# WHAT THIS TASK INVOLVES:
Beginning with the line below that contains "Mark every instance of the pointed" and ending with the line that contains "Mark every instance of the rocky foreground", copy every line exactly. Copy nothing else.
######
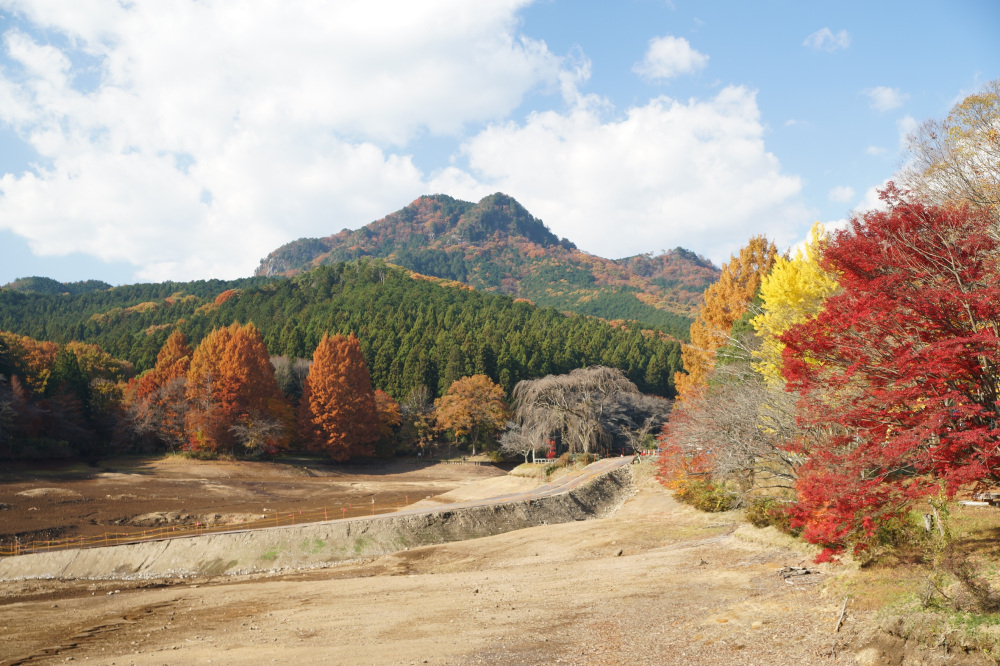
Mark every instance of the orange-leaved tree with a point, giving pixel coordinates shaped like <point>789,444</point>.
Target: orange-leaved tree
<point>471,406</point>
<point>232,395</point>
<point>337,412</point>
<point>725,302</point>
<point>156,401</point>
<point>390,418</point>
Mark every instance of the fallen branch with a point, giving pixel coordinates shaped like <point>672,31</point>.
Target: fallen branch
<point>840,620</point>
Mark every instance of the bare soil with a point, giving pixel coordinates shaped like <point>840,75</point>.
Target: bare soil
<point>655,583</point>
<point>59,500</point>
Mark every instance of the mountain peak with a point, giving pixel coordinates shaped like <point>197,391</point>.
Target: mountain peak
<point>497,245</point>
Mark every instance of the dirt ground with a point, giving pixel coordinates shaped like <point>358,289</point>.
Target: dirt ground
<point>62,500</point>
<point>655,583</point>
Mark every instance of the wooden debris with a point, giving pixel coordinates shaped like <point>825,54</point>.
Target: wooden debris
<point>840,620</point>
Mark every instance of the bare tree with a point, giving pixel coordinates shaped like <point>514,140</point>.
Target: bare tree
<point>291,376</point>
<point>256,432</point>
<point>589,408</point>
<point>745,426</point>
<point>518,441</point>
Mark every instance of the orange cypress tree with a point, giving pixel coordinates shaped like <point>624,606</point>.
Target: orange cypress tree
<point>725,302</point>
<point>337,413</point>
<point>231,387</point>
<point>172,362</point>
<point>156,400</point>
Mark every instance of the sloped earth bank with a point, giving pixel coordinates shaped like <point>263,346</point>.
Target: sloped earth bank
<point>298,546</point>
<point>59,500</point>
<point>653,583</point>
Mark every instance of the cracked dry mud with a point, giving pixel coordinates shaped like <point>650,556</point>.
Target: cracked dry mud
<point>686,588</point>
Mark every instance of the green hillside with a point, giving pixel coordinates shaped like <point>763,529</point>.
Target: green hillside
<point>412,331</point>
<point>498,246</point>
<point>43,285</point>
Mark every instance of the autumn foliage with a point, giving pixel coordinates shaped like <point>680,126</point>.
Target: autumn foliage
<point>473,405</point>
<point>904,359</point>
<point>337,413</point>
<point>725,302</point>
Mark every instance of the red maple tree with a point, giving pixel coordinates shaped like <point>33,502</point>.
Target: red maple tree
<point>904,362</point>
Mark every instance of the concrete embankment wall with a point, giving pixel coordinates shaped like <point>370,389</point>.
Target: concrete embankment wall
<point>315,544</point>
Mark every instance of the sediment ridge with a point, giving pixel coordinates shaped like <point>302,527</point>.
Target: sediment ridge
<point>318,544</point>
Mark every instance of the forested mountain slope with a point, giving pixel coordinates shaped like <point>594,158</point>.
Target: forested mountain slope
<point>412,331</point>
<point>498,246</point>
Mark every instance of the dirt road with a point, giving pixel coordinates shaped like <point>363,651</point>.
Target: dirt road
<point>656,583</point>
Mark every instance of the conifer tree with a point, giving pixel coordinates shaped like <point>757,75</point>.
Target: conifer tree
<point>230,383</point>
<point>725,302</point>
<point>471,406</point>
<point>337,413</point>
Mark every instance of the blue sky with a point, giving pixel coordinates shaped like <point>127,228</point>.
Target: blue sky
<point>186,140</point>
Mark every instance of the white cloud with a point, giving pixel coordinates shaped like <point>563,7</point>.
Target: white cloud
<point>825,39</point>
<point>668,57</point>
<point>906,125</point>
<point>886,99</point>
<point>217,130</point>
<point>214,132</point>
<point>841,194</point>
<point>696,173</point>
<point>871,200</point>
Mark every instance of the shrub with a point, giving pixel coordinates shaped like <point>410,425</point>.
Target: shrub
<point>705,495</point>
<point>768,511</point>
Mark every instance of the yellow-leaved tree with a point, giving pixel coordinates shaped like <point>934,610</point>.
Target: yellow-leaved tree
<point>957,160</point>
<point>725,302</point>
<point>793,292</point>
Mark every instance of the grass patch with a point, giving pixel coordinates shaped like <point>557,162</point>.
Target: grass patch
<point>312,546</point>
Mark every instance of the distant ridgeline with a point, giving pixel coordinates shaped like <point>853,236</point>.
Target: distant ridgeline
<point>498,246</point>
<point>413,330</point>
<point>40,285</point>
######
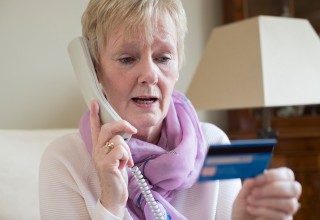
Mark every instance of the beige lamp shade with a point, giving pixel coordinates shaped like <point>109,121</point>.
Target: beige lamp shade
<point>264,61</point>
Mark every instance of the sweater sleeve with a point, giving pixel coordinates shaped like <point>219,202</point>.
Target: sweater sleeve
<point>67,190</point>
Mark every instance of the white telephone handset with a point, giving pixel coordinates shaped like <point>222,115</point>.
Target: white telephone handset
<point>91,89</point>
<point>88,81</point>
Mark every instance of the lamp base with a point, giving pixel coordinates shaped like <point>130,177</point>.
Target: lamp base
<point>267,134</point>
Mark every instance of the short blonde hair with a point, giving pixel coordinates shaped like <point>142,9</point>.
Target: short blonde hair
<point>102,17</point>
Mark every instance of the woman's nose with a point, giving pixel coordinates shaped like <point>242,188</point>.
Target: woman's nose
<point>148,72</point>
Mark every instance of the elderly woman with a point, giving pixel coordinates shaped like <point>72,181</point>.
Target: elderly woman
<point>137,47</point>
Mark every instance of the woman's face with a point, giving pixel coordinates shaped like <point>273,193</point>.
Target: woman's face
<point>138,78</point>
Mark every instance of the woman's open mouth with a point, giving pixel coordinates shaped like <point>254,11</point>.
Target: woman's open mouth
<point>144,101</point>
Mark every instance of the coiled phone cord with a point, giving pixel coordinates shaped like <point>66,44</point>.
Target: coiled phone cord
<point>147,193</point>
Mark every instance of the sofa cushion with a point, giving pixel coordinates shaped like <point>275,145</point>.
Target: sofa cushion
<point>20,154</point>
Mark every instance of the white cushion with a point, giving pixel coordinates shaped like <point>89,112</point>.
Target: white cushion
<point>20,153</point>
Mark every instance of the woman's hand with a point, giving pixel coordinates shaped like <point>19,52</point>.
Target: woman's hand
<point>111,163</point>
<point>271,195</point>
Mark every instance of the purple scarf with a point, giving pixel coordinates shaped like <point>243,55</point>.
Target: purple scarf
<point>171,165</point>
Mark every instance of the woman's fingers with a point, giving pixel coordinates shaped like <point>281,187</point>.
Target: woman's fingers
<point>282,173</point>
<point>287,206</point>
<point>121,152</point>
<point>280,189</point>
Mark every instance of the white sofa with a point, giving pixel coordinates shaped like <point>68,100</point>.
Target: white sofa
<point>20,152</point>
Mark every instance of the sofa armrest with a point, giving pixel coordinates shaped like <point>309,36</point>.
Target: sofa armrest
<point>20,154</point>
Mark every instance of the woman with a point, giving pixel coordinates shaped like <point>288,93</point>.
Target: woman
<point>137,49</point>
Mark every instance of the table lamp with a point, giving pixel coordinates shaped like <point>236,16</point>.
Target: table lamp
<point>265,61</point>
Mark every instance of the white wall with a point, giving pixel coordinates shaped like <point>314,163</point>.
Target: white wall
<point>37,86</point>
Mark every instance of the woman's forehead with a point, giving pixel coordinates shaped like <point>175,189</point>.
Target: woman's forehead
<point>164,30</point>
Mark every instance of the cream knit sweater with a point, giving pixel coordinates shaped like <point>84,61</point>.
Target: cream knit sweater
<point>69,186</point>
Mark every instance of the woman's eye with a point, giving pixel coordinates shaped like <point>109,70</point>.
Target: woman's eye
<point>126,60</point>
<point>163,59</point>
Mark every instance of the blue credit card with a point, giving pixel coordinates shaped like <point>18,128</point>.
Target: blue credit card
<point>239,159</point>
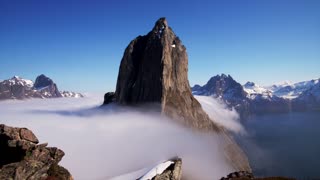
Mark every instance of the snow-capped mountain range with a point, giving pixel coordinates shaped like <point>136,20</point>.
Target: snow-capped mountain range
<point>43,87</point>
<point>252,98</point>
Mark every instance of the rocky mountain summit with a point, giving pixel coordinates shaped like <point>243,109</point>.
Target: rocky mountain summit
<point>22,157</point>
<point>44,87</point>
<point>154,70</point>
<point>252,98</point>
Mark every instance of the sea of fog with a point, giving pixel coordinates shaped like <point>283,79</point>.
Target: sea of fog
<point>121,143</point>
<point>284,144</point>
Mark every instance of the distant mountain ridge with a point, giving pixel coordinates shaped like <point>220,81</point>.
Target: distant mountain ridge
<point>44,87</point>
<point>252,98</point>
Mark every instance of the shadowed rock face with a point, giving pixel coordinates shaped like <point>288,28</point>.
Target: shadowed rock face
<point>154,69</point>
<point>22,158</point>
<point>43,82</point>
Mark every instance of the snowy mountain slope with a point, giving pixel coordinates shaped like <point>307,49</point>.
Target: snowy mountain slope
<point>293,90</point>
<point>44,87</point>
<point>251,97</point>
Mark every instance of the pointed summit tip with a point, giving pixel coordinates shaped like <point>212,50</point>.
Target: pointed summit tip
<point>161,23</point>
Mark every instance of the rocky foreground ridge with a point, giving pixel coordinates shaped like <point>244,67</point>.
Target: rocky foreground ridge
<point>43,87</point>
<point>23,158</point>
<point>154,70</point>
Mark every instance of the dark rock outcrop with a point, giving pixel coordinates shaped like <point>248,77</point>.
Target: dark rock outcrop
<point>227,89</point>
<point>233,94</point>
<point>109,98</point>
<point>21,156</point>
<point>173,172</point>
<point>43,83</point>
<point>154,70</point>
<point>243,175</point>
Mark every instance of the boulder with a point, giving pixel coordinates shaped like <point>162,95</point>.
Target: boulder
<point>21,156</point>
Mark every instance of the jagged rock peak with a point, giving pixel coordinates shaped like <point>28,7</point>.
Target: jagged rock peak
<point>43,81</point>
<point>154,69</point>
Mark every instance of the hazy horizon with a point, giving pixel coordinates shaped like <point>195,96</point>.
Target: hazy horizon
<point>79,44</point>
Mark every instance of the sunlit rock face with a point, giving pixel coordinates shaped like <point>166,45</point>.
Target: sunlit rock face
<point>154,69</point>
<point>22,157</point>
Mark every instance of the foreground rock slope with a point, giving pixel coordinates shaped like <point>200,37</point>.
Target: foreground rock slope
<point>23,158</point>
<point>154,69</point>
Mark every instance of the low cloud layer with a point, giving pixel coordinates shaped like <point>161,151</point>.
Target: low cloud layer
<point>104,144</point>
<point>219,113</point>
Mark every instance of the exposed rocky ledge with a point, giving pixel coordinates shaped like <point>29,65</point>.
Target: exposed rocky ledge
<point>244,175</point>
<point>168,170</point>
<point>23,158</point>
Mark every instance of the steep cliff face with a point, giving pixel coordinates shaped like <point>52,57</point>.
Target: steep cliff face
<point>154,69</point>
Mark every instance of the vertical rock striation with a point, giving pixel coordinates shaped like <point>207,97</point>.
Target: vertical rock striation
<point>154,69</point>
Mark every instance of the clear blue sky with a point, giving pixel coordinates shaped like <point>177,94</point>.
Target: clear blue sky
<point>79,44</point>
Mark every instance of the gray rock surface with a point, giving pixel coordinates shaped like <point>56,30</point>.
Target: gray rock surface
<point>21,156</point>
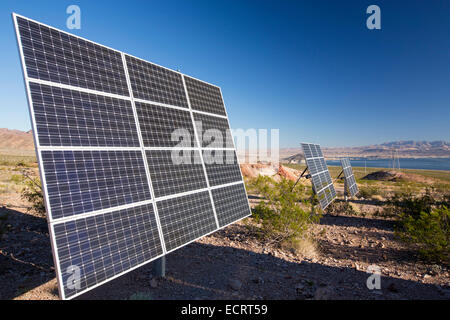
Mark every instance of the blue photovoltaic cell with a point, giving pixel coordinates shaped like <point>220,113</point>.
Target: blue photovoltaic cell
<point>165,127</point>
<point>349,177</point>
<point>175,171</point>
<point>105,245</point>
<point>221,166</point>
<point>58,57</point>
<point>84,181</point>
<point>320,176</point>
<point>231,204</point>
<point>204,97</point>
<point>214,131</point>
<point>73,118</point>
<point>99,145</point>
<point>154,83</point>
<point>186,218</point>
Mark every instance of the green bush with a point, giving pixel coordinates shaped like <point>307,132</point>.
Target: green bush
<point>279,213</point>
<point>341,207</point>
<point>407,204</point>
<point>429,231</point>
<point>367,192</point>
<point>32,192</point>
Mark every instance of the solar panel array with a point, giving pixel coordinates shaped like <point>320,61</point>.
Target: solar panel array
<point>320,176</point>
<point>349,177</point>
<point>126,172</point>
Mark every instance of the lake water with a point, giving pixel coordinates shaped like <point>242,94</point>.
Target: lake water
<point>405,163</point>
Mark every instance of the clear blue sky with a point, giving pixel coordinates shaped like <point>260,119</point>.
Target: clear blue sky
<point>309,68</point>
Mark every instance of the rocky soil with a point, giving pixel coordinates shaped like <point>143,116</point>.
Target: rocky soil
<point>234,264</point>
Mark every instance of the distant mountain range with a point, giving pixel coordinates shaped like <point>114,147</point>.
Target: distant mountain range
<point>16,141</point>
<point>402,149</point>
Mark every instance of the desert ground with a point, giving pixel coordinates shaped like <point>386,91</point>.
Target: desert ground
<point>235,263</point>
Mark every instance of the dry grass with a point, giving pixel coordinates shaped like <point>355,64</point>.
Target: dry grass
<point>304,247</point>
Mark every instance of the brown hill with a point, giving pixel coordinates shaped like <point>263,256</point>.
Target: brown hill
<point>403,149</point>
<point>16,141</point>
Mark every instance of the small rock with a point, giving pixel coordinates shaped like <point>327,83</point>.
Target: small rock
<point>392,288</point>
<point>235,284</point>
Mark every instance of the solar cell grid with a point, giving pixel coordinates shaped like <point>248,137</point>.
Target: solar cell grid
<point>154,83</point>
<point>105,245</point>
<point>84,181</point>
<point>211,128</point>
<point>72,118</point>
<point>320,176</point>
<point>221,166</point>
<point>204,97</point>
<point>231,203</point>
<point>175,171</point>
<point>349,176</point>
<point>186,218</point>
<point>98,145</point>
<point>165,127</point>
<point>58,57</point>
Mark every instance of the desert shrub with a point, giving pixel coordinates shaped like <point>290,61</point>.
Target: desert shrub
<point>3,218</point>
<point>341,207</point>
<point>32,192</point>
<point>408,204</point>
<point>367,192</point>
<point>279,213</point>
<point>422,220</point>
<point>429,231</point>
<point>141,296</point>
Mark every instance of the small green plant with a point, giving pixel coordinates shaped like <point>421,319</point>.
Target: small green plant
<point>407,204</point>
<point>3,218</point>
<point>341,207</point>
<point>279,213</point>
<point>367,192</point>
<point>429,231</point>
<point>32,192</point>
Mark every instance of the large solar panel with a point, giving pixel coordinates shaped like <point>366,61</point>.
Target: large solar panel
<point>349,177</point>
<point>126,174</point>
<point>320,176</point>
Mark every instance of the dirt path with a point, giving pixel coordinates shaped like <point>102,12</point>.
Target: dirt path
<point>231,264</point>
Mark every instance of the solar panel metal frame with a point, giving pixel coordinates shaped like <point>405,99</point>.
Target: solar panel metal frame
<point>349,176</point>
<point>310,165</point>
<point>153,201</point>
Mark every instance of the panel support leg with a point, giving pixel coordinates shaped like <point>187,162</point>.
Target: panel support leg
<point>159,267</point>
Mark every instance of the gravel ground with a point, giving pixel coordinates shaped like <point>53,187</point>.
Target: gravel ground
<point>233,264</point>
######
# SOLVED EXERCISE:
Mark every instance of the pointed summit tip with a point, giving pixel coordinates shaped like <point>212,50</point>.
Target: pointed summit tip
<point>161,23</point>
Mark every instance of the rocky foreground ridge with a point, giving pixel coordinates shaped like <point>244,67</point>.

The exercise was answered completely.